[Opening Data extracts section]
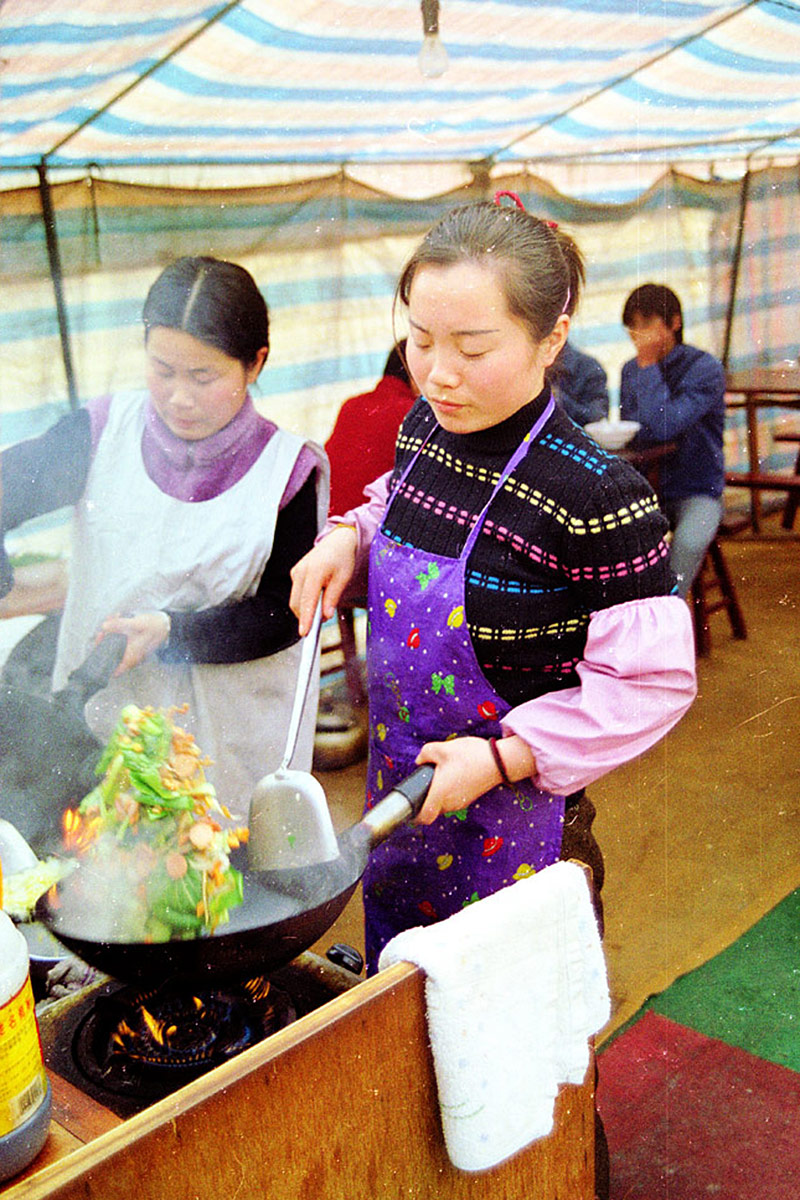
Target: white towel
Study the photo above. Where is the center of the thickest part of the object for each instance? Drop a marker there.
(516, 985)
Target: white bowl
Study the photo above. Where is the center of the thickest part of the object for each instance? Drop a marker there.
(612, 435)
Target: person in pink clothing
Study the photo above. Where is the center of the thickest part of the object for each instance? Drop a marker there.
(361, 445)
(524, 633)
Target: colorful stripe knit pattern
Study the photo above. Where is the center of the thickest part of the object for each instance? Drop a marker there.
(573, 531)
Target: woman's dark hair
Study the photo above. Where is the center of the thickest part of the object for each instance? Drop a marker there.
(215, 301)
(654, 300)
(395, 364)
(539, 267)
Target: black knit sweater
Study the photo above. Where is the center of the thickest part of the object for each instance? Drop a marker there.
(575, 529)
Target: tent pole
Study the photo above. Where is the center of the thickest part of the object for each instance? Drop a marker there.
(56, 275)
(734, 267)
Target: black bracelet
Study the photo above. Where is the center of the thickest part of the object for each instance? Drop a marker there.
(498, 760)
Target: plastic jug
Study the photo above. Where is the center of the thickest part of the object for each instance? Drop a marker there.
(25, 1095)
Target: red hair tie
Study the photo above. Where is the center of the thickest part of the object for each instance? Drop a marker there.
(512, 196)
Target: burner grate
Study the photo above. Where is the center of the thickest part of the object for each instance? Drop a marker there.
(144, 1044)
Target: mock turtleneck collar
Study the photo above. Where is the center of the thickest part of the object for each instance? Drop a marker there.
(182, 455)
(507, 435)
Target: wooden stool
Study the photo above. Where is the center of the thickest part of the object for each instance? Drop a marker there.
(711, 591)
(792, 501)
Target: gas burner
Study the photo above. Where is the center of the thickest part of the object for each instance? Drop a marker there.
(137, 1043)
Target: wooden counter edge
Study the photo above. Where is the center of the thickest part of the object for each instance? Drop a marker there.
(38, 1182)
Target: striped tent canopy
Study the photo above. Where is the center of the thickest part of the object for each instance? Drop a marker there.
(302, 139)
(337, 82)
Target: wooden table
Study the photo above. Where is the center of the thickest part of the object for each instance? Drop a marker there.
(751, 390)
(648, 460)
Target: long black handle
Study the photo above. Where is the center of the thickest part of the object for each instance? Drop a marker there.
(416, 786)
(95, 671)
(397, 807)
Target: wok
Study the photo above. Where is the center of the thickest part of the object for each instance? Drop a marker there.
(282, 915)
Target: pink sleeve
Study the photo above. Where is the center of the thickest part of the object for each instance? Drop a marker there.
(637, 679)
(366, 521)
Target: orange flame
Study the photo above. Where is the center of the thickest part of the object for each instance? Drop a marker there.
(78, 832)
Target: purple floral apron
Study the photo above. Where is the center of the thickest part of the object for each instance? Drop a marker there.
(426, 685)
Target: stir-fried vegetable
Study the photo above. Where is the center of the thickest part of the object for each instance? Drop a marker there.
(156, 816)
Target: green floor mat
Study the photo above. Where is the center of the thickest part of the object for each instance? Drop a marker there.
(750, 994)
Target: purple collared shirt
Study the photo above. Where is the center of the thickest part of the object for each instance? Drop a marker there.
(199, 471)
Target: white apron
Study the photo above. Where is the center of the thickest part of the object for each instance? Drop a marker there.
(137, 549)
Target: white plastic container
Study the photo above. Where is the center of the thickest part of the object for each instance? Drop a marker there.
(25, 1096)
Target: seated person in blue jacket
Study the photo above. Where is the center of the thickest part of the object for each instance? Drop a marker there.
(577, 381)
(579, 385)
(677, 393)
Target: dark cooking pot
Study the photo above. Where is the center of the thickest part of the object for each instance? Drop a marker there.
(47, 753)
(282, 915)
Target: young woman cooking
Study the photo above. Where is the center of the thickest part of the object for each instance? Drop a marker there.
(523, 631)
(190, 510)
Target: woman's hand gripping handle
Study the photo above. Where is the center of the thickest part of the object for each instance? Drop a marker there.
(325, 570)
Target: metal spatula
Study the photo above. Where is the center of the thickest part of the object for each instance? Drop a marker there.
(289, 821)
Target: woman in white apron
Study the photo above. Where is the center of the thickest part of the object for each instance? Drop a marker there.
(190, 510)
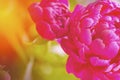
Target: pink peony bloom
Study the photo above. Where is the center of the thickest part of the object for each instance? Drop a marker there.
(93, 44)
(50, 17)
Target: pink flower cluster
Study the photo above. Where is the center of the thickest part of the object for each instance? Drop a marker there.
(51, 18)
(89, 35)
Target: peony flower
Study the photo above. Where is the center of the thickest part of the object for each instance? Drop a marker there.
(51, 18)
(93, 42)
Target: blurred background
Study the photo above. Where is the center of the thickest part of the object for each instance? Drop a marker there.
(24, 55)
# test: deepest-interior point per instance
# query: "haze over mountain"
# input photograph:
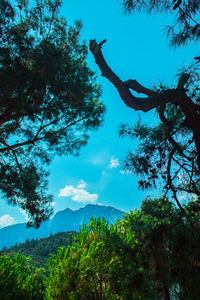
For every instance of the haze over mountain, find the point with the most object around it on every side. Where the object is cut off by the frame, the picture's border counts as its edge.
(66, 220)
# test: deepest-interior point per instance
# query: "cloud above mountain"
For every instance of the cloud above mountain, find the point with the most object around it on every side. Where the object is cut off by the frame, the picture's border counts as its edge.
(6, 220)
(78, 193)
(114, 163)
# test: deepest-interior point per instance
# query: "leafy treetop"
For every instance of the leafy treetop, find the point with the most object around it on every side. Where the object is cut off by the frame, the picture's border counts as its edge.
(49, 99)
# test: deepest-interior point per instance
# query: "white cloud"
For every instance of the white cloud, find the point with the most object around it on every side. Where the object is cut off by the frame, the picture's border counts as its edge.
(114, 163)
(78, 194)
(125, 172)
(6, 220)
(82, 184)
(22, 211)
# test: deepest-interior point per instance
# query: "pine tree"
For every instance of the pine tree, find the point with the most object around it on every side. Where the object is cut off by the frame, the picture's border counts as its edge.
(49, 99)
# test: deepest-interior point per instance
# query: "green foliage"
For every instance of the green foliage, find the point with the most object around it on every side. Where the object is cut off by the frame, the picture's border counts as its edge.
(186, 22)
(39, 250)
(49, 99)
(152, 253)
(19, 280)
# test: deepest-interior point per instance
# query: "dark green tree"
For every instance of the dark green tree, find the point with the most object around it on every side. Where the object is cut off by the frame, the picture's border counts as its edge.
(169, 153)
(49, 99)
(165, 246)
(19, 280)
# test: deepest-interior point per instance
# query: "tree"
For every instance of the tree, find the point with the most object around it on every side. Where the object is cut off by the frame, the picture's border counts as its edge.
(19, 280)
(165, 246)
(49, 99)
(170, 151)
(96, 265)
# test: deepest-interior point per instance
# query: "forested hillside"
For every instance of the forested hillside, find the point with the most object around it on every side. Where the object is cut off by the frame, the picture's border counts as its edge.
(39, 250)
(146, 255)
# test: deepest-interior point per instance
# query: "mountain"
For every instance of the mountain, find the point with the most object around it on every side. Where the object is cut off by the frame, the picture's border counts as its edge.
(65, 220)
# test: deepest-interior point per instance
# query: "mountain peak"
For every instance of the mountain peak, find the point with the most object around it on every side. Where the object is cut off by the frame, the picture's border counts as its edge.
(65, 220)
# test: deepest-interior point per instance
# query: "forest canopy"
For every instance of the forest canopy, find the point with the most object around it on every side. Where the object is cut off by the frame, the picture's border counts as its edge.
(168, 154)
(49, 99)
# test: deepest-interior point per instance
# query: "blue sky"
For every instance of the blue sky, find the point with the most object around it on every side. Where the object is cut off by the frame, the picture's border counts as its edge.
(136, 47)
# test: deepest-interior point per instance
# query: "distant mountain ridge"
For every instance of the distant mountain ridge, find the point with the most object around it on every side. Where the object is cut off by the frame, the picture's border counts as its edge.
(65, 220)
[Closing Data extracts section]
== What you need to do ==
Above are the records; repeat their lines from the first through the line containing "Target: mock turtleneck collar", and leave out each picture.

== Your solution ==
Target: white towel
Study the photo above. Where is the center of the thickest part of the object for each instance? Drop a marker there.
(516, 985)
Target: white bowl
Study the photo above. Where is the center of the thickest part of the object for each instance? Drop a marker there.
(612, 435)
Target: person in pink clothing
Study the photo above. Where is the center of the thickest part of the object for each instance? Drop a marker there.
(361, 445)
(524, 633)
Target: colorful stripe knit pattern
Study the photo above. Where is the center of the thickest part of the object for each instance? Drop a marker there.
(573, 531)
Target: woman's dark hair
Study the photo above. Where is the center of the thickest part of the object for each instance? Drop a marker there.
(215, 301)
(654, 300)
(395, 364)
(539, 267)
Target: black knit sweater
Study the photo above. Where is the center of the thickest part of the object for each instance? Drop a marker there.
(575, 529)
Target: tent pole
Study the photo above. Where is the center of the thickest part of the object for each instance? Drop a marker there.
(56, 275)
(734, 267)
Target: black bracelet
Study the photo above. Where is the center of the thickest part of the object for each instance? Drop a marker there.
(498, 760)
Target: plastic jug
Study the photo above. Where is the center of the thickest part of the object for each instance? Drop a marker there.
(25, 1095)
Target: red hair tie
Study the photo above. Where is the center of the thickest part of the object for each instance? Drop a marker there.
(512, 196)
Target: burner grate
Study the photo above. Where is the center of the thickest part of the object for each instance? Drop a marker there.
(144, 1044)
Target: mock turtleneck collar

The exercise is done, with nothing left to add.